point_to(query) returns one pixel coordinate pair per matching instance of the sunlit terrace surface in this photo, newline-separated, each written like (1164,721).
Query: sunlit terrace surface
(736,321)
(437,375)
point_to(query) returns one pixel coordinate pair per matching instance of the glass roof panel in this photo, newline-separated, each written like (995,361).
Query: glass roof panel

__________________________________________________

> _The problem_:
Can you quote the listing above word for word, keeping every line unchanged?

> _Result_:
point_to(query) returns one pixel coordinate pair per matching instance of the sunlit terrace surface in this photo, newline-separated, each written like (1164,721).
Query: sunlit terrace surface
(736,321)
(437,375)
point_to(query) returns one pixel coordinate pair per matching instance of the glass roof panel in this photo, newline-separated, each written like (995,361).
Query: glass roof panel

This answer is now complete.